_SUPPLIED TEXT_:
_ _ _ _ _

# Im curious - How did you find the forum?



## Stroodlepuff (9/10/14)

So I've been sitting wandering over the last few days - how do most people find the forum? My guess is google but I want to know how many of you come here by reccommendation...

Reactions: Like 2


----------



## johan (9/10/14)

I found a link to this forum on ECF way back in February.

Reactions: Like 2 | Agree 1


----------



## kevkev (9/10/14)

I searched for Twisp Clearo, and came across this forum.

Reactions: Like 3 | Can relate 1


----------



## TylerD (9/10/14)

johan said:


> I found a link to this forum on ECF way back in February.


Me too.

Reactions: Like 4


----------



## Paulie (9/10/14)

@devdev told me

Reactions: Like 3


----------



## Yiannaki (9/10/14)

my twisp was giving me hassles and google search brought me here  Thank you google!

_ _ _ _ _

_RECORDED DATA_:

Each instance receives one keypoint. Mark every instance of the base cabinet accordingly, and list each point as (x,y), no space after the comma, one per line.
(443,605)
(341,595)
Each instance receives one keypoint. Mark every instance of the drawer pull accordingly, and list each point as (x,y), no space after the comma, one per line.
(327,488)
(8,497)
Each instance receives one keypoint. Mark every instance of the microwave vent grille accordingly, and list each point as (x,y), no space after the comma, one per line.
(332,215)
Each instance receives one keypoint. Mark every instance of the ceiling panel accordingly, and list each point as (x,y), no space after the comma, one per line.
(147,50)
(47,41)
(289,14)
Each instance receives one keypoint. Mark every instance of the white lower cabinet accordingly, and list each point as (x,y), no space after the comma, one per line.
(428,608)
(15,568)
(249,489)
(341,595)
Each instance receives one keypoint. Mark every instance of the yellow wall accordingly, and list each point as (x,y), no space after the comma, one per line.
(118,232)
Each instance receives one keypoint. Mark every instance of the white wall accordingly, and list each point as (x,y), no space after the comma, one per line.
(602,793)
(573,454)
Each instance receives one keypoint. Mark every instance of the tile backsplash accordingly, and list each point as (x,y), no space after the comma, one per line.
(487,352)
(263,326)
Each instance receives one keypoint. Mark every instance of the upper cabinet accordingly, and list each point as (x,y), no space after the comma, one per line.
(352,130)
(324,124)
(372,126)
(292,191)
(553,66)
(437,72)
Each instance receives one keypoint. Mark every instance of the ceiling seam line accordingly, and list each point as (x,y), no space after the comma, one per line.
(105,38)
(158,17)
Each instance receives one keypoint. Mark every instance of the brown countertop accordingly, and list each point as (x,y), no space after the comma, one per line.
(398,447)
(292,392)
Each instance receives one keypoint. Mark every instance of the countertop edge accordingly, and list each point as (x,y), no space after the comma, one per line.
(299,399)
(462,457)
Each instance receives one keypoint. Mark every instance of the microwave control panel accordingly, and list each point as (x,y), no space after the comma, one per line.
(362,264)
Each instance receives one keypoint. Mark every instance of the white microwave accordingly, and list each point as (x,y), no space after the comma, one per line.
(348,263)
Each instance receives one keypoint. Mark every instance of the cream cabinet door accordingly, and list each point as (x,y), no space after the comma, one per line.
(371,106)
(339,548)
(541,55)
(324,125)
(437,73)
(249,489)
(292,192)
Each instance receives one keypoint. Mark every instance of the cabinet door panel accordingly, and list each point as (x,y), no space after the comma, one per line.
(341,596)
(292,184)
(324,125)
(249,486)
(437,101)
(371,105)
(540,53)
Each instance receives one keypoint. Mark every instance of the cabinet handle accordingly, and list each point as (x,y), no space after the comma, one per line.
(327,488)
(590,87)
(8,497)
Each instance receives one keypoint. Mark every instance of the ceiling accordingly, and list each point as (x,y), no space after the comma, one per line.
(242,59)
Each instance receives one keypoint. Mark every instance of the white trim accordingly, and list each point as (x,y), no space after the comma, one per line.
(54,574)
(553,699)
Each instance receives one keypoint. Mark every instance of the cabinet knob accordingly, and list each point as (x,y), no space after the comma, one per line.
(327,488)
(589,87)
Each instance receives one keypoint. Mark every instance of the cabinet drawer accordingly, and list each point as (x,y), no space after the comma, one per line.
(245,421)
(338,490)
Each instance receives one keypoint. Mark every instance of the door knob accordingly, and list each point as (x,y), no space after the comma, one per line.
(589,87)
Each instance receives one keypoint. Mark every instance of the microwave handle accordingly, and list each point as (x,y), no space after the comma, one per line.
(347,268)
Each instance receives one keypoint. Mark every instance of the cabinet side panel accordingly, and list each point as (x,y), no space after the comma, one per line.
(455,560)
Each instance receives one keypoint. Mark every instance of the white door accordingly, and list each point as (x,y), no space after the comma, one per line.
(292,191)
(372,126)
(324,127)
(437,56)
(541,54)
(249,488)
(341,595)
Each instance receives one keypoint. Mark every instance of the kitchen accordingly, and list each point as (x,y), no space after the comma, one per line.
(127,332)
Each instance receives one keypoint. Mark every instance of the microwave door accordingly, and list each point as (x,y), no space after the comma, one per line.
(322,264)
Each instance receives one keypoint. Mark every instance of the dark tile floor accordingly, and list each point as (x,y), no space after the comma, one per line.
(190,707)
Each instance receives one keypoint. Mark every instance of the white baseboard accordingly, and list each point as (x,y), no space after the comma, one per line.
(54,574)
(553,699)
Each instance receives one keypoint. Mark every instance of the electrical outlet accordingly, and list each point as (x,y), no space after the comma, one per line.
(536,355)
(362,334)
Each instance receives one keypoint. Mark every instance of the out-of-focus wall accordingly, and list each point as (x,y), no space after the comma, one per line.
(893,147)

_ _ _ _ _

_WRITTEN INSTRUCTION_:
Print everything in the forum thread from "## Stroodlepuff (9/10/14)" down to "## johan (9/10/14)", word for word. The data is separate material, apart from the forum thread.

_SOLUTION BELOW_:
## Stroodlepuff (9/10/14)

So I've been sitting wandering over the last few days - how do most people find the forum? My guess is google but I want to know how many of you come here by reccommendation...

Reactions: Like 2


----------



## johan (9/10/14)